Исходный отрывок:
-=-=-

Так пишут о человеке по рассказам, по-видимому, неоднократным и восторженным, стирающим черты живого облика. Рылеев был вообще не мастер на мадригалы, тем более людям едва знакомым или вовсе незнаемым. Он отбрасывает начатое и оставляет две строки:

Дивлюсь души прекрасным чувствам.
Хвалю твой просвещенный ум.

Более от этого замысла до нас не дошло ничего.

Ю. Г. Оксман, впервые опубликовавший эти наброски, полагал, что они относятся к Пономаревой. Он основывался на том, что в пономаревском альбоме остался другой — очень важный — автограф Рылеева, о котором позже. Это предположение подкрепляется первыми строками наброска, явно перекликающимися с известным уже нам мадригалом Плетнева. «По слуху мне знакома стала ты…» Два человека, связанные тесными литературными отношениями по Обществу любителей российской словесности, пишут почти одновременно два альбомных стихотворения по дружескому заказу незнакомому лицу. Случайное совпадение здесь почти невероятно. Как и мадригал Плетнева, черновик Рылеева датируется 1822 годом: рядом с ним на листке находится набросок стихотворения о Державине и песня «С самопалом и булатом» для какого-то более обширного замысла о Мазепе. Стихи о Державине, надо полагать, предшествовали думе «Державин», законченной в ноябре 1822 года; что же касается стихов о Мазепе, то они были переложением «Думы гетмана Мазепы», помещенной в третьей части «Истории Малой России» Д Н. Бантыша-Каменского, вышедшей в свет в начале того же 1822 года[212]. Итак, в этом году расширяется круг очных и заочных связей Пономаревой. Он охватывает теперь и поэтов «ученой республики», распространяясь и на самые «либералистские», радикальные кружки внутри общества, первым из которых был кружок издателей «Полярной звезды». Правда, до выхода альманаха эта группа еще не выделилась явно, — и весь измайловский круг принял участие в готовящейся книжке. Неудовольствия начались, когда она вышла в свет со статьей Бестужева «Взгляд на старую и новую словесность в России», где в числе других авторов был упомянут и Александр Измайлов, рисующий природу, как русский Теньер. «Он избрал для предмета сказок низший класс общества и со временем будет иметь в своем роде большую цену, как верный историк сего класса народа». Александра Ефимовича такая похвала не удовлетворяла: он ворчал на «неосновательность» мыслей и «шутовской» язык обозрения, а через год придумал для Бестужева прозвище в своем духе — «Завирашка», назвал так дворняжку в басне «Слон и собаки» и очень этим развлекался[213].

-=-=-

Исходные строки:
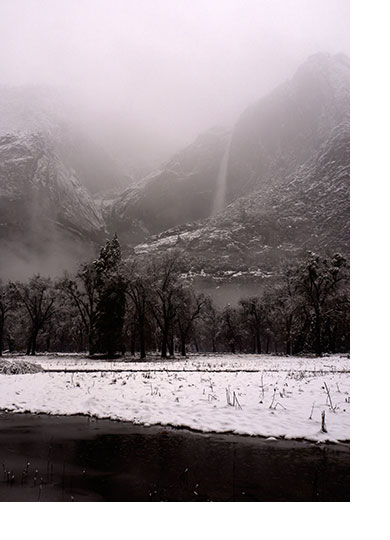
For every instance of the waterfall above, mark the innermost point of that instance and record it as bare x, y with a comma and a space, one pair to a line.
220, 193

-=-=-

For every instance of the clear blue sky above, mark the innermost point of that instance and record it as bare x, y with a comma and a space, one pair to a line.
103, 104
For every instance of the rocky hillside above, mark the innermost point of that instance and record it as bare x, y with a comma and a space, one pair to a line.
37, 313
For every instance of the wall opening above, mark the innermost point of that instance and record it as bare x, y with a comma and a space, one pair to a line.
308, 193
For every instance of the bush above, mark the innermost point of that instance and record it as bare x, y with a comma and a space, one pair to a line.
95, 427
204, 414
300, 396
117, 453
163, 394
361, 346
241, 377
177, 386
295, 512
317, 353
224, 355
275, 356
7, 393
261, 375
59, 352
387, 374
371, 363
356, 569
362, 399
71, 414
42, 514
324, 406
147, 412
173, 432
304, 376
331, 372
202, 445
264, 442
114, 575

-=-=-

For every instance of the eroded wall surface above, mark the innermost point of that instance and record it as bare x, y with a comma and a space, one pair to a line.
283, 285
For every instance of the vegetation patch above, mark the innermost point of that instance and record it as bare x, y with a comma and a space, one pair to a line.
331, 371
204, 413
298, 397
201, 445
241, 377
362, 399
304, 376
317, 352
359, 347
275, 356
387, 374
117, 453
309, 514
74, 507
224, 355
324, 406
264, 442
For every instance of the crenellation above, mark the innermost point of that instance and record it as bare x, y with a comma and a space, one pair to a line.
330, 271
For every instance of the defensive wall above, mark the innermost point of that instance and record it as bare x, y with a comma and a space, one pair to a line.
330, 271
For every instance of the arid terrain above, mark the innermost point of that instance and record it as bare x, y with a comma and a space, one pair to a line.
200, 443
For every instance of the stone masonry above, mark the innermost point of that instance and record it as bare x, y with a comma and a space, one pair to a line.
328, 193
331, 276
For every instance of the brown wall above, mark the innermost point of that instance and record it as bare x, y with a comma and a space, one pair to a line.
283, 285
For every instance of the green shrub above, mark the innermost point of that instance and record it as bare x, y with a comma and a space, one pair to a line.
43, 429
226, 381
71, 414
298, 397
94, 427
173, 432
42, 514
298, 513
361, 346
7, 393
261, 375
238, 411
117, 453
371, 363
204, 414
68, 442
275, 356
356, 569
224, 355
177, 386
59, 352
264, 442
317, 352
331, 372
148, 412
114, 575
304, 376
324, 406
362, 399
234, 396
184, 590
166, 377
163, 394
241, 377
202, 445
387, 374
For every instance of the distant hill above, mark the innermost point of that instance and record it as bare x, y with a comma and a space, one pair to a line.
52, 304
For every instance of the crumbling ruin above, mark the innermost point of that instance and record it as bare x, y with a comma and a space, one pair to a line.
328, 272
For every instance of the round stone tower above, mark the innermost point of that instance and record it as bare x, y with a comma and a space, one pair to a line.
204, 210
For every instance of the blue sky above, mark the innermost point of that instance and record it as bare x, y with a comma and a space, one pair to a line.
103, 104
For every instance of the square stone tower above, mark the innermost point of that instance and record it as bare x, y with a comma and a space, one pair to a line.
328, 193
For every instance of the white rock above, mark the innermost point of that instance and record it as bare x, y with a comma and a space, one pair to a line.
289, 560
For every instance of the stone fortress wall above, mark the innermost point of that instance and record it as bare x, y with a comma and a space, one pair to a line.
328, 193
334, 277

-=-=-

Что нужно сделать:
1. Верните из отрывка о Рылееве дословно часть, начиная с «Так пишут о» и заканчивая «души прекрасным чувствам.».
2. Ответьте по отрывку о Рылееве на три вопроса:
(a) Кто впервые опубликовал эти наброски?
(b) Каким годом датируется черновик Рылеева?
(c) Какое прозвище Александр Измайлов придумал для Бестужева?

Ответы к заданиям:
1.
Так пишут о человеке по рассказам, по-видимому, неоднократным и восторженным, стирающим черты живого облика. Рылеев был вообще не мастер на мадригалы, тем более людям едва знакомым или вовсе незнаемым. Он отбрасывает начатое и оставляет две строки:

Дивлюсь души прекрасным чувствам.

2.
(a) Ю. Г. Оксман.
(b) 1822 годом.
(c) «Завирашка».